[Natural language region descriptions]

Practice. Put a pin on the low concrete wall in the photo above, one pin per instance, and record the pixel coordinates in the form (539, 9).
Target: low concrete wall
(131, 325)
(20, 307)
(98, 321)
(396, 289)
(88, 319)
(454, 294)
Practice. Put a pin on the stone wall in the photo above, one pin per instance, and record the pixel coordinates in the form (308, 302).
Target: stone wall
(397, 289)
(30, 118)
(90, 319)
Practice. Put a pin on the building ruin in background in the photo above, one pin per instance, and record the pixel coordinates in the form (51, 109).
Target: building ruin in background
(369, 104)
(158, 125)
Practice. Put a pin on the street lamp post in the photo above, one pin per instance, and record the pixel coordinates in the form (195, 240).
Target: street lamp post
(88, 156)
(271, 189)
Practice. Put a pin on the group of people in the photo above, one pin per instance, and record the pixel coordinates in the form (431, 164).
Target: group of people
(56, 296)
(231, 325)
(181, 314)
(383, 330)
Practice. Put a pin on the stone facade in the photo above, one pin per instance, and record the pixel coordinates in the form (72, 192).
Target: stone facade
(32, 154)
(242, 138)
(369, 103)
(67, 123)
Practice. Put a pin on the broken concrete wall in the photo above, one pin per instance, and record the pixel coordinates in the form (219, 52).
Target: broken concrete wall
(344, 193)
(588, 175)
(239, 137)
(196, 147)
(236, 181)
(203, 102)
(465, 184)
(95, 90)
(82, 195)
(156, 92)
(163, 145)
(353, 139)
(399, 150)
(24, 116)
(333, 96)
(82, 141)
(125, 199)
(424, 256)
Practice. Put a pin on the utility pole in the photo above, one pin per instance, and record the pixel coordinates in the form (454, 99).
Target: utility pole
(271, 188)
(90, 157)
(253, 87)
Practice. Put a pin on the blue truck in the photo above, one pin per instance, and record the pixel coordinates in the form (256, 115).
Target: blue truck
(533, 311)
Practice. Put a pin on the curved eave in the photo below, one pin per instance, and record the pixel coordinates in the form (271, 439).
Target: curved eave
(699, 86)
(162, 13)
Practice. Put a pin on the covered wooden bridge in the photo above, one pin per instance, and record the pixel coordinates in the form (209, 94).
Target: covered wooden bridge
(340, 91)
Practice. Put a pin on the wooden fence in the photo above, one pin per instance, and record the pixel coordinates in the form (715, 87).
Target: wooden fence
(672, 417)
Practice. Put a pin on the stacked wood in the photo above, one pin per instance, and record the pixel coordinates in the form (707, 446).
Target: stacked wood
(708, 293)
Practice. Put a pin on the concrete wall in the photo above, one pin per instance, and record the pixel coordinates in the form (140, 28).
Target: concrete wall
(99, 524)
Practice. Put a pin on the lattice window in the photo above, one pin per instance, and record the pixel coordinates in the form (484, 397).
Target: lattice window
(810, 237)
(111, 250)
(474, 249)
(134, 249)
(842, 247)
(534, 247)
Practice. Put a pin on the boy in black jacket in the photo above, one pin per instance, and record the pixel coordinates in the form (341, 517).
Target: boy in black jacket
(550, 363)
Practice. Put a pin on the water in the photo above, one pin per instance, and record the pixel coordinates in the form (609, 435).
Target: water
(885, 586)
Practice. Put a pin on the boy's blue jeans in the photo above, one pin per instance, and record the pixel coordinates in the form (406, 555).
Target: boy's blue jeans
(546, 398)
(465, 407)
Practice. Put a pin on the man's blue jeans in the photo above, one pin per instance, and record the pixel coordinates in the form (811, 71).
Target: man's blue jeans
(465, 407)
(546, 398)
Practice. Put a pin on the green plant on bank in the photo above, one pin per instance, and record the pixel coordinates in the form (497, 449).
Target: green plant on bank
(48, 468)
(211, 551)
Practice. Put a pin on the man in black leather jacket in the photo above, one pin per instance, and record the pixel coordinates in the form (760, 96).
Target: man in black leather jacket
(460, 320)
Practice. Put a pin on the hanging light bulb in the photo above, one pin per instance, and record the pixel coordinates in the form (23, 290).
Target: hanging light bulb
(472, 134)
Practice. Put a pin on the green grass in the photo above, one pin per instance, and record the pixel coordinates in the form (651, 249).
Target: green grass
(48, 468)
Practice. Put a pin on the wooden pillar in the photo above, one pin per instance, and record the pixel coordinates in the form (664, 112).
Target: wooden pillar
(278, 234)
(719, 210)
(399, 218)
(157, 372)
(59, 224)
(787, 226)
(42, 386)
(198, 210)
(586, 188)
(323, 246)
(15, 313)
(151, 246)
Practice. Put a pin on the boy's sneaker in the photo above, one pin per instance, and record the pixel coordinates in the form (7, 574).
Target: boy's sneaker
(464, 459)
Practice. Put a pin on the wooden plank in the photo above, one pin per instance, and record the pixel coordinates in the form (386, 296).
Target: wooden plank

> [PROBLEM TO WORK ON]:
An exact reproduction of all the records is needed.

> [WRITTEN RESPONSE]:
Practice. Put a pin on the low concrete wall in the photo above, one pin per instance, and record the pixel coordinates in the form (539, 9).
Target: low concrete wall
(131, 325)
(20, 307)
(98, 321)
(396, 289)
(88, 319)
(454, 294)
Practice. Put a pin on the stone wall in the photo above, one pin per instance, and record the pixel coordinates in the form (308, 302).
Target: stone wall
(397, 289)
(30, 118)
(90, 319)
Practice. Put a pin on the building ruin in background in the photo above, one pin per instance, and record the pixel coordinates in the form (51, 109).
Target: building ruin in background
(369, 104)
(158, 125)
Practice. Put a pin on the street lamp post in the photo above, one pin per instance, and record the pixel coordinates in the form (195, 240).
Target: street lamp post
(88, 156)
(271, 189)
Practice. Put a pin on the group of people in the photo above, one pin per instance, and record the pixel coordinates in the form (431, 164).
Target: group of people
(56, 296)
(231, 325)
(181, 314)
(383, 330)
Practice. Put a pin on the stone facade in the photo above, one pin per instance, and record the pixel coordinates in the form (72, 192).
Target: stone facade
(32, 154)
(242, 138)
(369, 103)
(67, 123)
Practice. Put a pin on the broken concrete wall in the photo above, one pin per instance, and record the pixel coordinates in the form (219, 52).
Target: broken concrete wall
(344, 193)
(588, 175)
(239, 137)
(196, 147)
(236, 181)
(203, 102)
(465, 184)
(95, 90)
(82, 195)
(156, 92)
(163, 145)
(353, 139)
(399, 150)
(24, 116)
(333, 96)
(82, 141)
(125, 199)
(424, 256)
Practice. Put a pin on the utility pole in the photo above, one pin per instance, and record the pixel coordinates in the form (454, 99).
Target: utility pole
(271, 188)
(90, 157)
(253, 87)
Practice. Put a pin on the blue truck in the photo above, one pin per instance, and record the pixel coordinates in the form (256, 115).
Target: blue truck
(533, 311)
Practice. Put a pin on the curved eave in the photo below, one pin per instance, and record the pixel coordinates in the form (271, 439).
Target: curved eave
(699, 86)
(162, 13)
Practice. Put a pin on the covered wooden bridge in the photo above, one pin per instance, and record the pixel coordinates in the form (209, 94).
Target: covered wooden bridge
(340, 91)
Practice. Put a pin on the wooden fence in the photo above, one pin per instance, and record the pixel coordinates in the form (715, 87).
Target: wooden fence
(672, 417)
Practice. Put a pin on the stacked wood in the photo above, one pin per instance, and record the pixel coordinates in the form (707, 446).
Target: stacked wood
(708, 293)
Practice. Put a pin on the concrete wall in the photo above, one pin per instance, and record the pixel coordinates in the form (140, 28).
Target: concrete wall
(99, 524)
Practice. Put a pin on the lattice window in the photo above, one pin per instance, and record the pixel coordinates in the form (484, 397).
Target: lattice window
(810, 237)
(111, 250)
(474, 249)
(134, 249)
(842, 247)
(534, 247)
Practice. Put a pin on the boy in black jacket in the photo above, one pin per instance, and record the pixel coordinates in the form (341, 517).
Target: boy in black jacket
(550, 363)
Practice. Put a pin on the water in the photo above, one pin per instance, and record the pixel coordinates in the form (609, 435).
Target: water
(885, 586)
Practice. Put a pin on the boy's blue jeans in the photo above, one pin per instance, and record the pixel coordinates in the form (406, 555).
Target: boy's blue jeans
(546, 398)
(465, 407)
Practice. Put a pin on the man's blue jeans in the photo above, one pin per instance, and record the pixel coordinates in the form (811, 71).
Target: man's blue jeans
(465, 407)
(546, 398)
Practice. Put a pin on the green plant on bank in the photo above, one pin per instance, and record the pixel coordinates in the form (497, 449).
Target: green plant on bank
(48, 468)
(211, 551)
Practice. Put a pin on the man in black leather jacket in the photo above, one pin per instance, and record the pixel coordinates in the form (760, 96).
Target: man in black leather jacket
(460, 320)
Practice. Put a pin on the hanging light bulb in the photo above, one pin per instance, and record the pixel coordinates in the form (23, 290).
Target: hanging light bulb
(472, 134)
Practice. Put a pin on the green grass in the photo above, one pin per instance, and record the pixel coordinates in the form (651, 249).
Target: green grass
(48, 468)
Practice. Put a pin on the wooden pillar in the photo above, one pin per instance, and record the pixel coordinates in the form (664, 112).
Target: wooden pillar
(278, 234)
(719, 210)
(399, 218)
(157, 372)
(59, 224)
(787, 226)
(42, 386)
(198, 210)
(586, 188)
(323, 246)
(15, 313)
(151, 246)
Practice. Put a pin on the boy's sneaker in the photo above, one pin per instance, and record the pixel coordinates in the form (7, 574).
Target: boy's sneaker
(464, 459)
Practice. Put a pin on the wooden plank in the photo above, one pin per instance, and record the pixel coordinates in the form (386, 296).
Target: wooden plank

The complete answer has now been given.